Data records>

--------------------

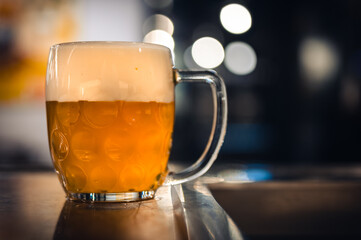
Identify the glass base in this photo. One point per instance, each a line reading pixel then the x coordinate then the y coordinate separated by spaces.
pixel 111 197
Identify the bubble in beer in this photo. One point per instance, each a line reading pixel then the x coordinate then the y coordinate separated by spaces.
pixel 100 114
pixel 119 146
pixel 67 113
pixel 135 113
pixel 59 145
pixel 83 145
pixel 76 178
pixel 103 178
pixel 132 177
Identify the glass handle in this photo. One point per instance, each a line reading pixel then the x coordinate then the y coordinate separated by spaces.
pixel 218 132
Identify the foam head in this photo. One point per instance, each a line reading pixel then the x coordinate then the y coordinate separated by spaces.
pixel 109 71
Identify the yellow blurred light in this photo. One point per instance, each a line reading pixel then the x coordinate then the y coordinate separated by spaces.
pixel 207 52
pixel 235 18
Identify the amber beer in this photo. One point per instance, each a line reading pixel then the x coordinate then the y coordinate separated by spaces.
pixel 110 114
pixel 110 146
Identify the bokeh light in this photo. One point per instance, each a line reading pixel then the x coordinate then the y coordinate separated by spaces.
pixel 319 60
pixel 160 37
pixel 207 52
pixel 240 58
pixel 160 22
pixel 235 18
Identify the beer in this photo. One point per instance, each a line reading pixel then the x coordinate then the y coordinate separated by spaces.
pixel 110 114
pixel 106 147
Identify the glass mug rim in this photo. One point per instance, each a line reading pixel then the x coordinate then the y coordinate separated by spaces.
pixel 111 43
pixel 175 76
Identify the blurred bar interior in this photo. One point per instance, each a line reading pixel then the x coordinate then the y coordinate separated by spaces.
pixel 292 70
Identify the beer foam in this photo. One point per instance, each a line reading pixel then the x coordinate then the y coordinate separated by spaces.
pixel 109 71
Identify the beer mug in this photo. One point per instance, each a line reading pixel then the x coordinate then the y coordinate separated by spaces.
pixel 110 116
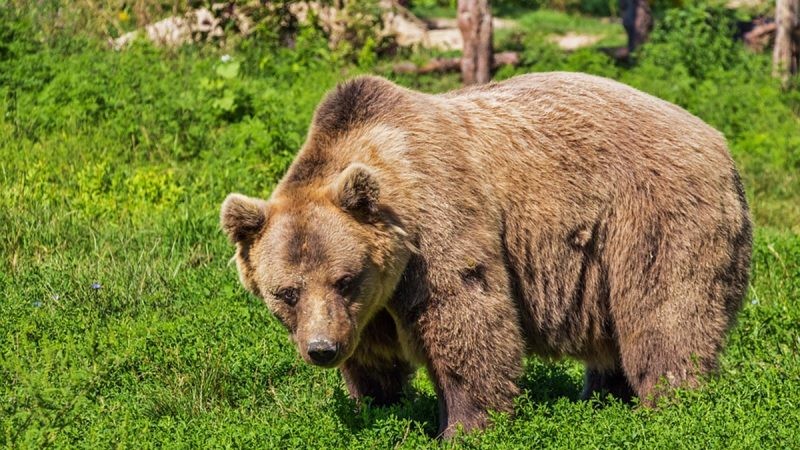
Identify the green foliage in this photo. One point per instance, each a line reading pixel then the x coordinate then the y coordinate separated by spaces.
pixel 123 324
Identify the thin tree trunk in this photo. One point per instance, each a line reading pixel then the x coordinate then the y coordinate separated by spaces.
pixel 475 23
pixel 787 45
pixel 637 20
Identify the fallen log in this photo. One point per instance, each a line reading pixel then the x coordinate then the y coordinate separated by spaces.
pixel 453 64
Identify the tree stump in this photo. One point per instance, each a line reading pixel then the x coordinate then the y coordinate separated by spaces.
pixel 475 23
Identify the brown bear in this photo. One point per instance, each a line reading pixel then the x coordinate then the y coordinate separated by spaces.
pixel 556 214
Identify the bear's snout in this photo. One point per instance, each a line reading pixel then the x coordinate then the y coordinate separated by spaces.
pixel 322 351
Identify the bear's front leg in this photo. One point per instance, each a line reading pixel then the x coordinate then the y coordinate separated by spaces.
pixel 468 330
pixel 377 369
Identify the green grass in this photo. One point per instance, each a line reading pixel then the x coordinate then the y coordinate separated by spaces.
pixel 112 169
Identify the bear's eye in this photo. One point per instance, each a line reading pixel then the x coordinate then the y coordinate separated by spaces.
pixel 287 295
pixel 345 285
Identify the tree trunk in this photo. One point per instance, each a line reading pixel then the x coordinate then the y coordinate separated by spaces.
pixel 637 20
pixel 787 39
pixel 475 23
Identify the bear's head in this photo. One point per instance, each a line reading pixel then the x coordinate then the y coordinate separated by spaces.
pixel 324 258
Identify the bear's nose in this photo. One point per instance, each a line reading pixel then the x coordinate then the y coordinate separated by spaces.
pixel 322 351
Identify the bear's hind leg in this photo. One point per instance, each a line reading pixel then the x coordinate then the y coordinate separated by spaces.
pixel 655 362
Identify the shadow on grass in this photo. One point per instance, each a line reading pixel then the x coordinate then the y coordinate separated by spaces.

--------------------

Description of the task> Give back the data exactly. Pictures stay out.

Answer space>
Identify the glass base in this photo. One point per instance, each a line reading pixel then the x coordinate then the y coordinate separated by spaces.
pixel 111 197
Identify the bubble in beer in this photo. One point per instance, each a line reading pixel then the x coordinate then the y coordinate separated by spaces.
pixel 100 114
pixel 119 146
pixel 67 113
pixel 135 113
pixel 59 145
pixel 83 145
pixel 76 178
pixel 103 178
pixel 132 177
Identify the glass handle in this photo. One point per instance, each a line reading pixel then the x coordinate then the y coordinate separated by spaces.
pixel 218 132
Identify the foam head in this photo. One point per instance, each a line reading pixel then the x coordinate then the y coordinate separated by spaces.
pixel 109 71
Identify the yellow blurred light in this photo. One point per instance, each a line reading pixel then the x coordinate then the y coordinate separated by spaces.
pixel 207 52
pixel 235 18
Identify the amber beer in this photo. One point per instance, each a line reading pixel then the x coordinate then the y coordinate separated by spaces.
pixel 110 114
pixel 110 146
Identify the bokeh light in this photo. One point per instance, each a line reading pixel then the x coordinate then the y coordinate separated by spaces.
pixel 319 60
pixel 160 37
pixel 207 52
pixel 240 58
pixel 160 22
pixel 235 18
Identify the beer in this photo. One point per instance, each a line reading pixel then the x coordinate then the y coordinate separated by spaces.
pixel 110 114
pixel 106 147
Identify the glass mug rim in this photo. One point per instance, each a line reading pixel then the x coordinate then the y coordinate separated by spaces.
pixel 111 43
pixel 175 76
Identify the blurred bar interior in this photo. One point per instance, each a line reading pixel then the x coordinate then the y coordinate separated by spaces.
pixel 292 70
Identify the beer foam in this photo. One point per instance, each a line reading pixel then the x coordinate then the y coordinate separated by spaces.
pixel 109 71
Identify the beer mug in this photo. One point per instance, each a line reading pixel then the x coordinate then the y coordinate separated by spaces.
pixel 110 116
Identify the green foliage in this photo. One point per instance, each a line reading pixel then the x coordinate then the y coordinate separated by spaces.
pixel 123 324
Identify the thin tree trunk in this photo. One point per instance, each a line reading pixel then the x coordinate then the y coordinate separated by spaces.
pixel 475 23
pixel 787 45
pixel 637 20
Identify the fallen log in this photo. One point per instance, each a line reading pixel then the x coordinate then the y coordinate separated by spaces.
pixel 453 64
Identify the tree stump in this photo. One point per instance, each a line reading pixel then the x coordinate then the y coordinate separated by spaces.
pixel 475 23
Identify the brown bear in this photo. One point per instance, each a line reading pixel then the x coordinate then the y coordinate separated by spaces.
pixel 556 214
Identify the bear's snout in this photo. One point per instance, each a line reading pixel then the x coordinate then the y coordinate separated by spaces.
pixel 322 351
Identify the bear's front leg in this photo. One point per instance, each a line reading pixel then the x coordinate then the y coordinate separated by spaces.
pixel 468 330
pixel 377 369
Identify the green grass in this photo. One point per instance, each a line reading pixel then the x coordinate then the y coordinate separated by spaces.
pixel 112 169
Identify the bear's eye in this photo. One point per instance, each a line reading pixel then the x coordinate then the y coordinate separated by spaces.
pixel 287 295
pixel 345 285
Identify the tree trunk in this photo. One point per instance, each a line reading pixel then the x coordinate then the y coordinate separated by spaces.
pixel 637 20
pixel 787 39
pixel 475 23
Identify the bear's head in this photo. One point per instance, each a line reading pixel then the x coordinate then the y coordinate separated by spaces.
pixel 324 258
Identify the bear's nose in this photo. One point per instance, each a line reading pixel then the x coordinate then the y coordinate separated by spaces.
pixel 322 351
Identify the bear's hind leg in this photo. One point per instance, each a line reading pixel then the x coordinate then the y coordinate separated by spaces.
pixel 655 362
Identify the shadow on grass in this photo. One point per instance, each a line reading pixel then the x coordinate then the y coordinate separated by spaces.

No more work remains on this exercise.